Data excerpts on pointing to objects
------------------------------------------------
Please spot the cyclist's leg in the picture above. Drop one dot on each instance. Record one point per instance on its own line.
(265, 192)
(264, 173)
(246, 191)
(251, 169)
------------------------------------------------
* _Task statement_: Rewrite the data above with "cyclist's" swapped for "rider's" and everything else left unchanged.

* _Output for this exercise_:
Please spot the rider's leg in the picture above. Drop one dot on each instance. Record one point per instance on its own line.
(265, 192)
(264, 173)
(246, 191)
(251, 169)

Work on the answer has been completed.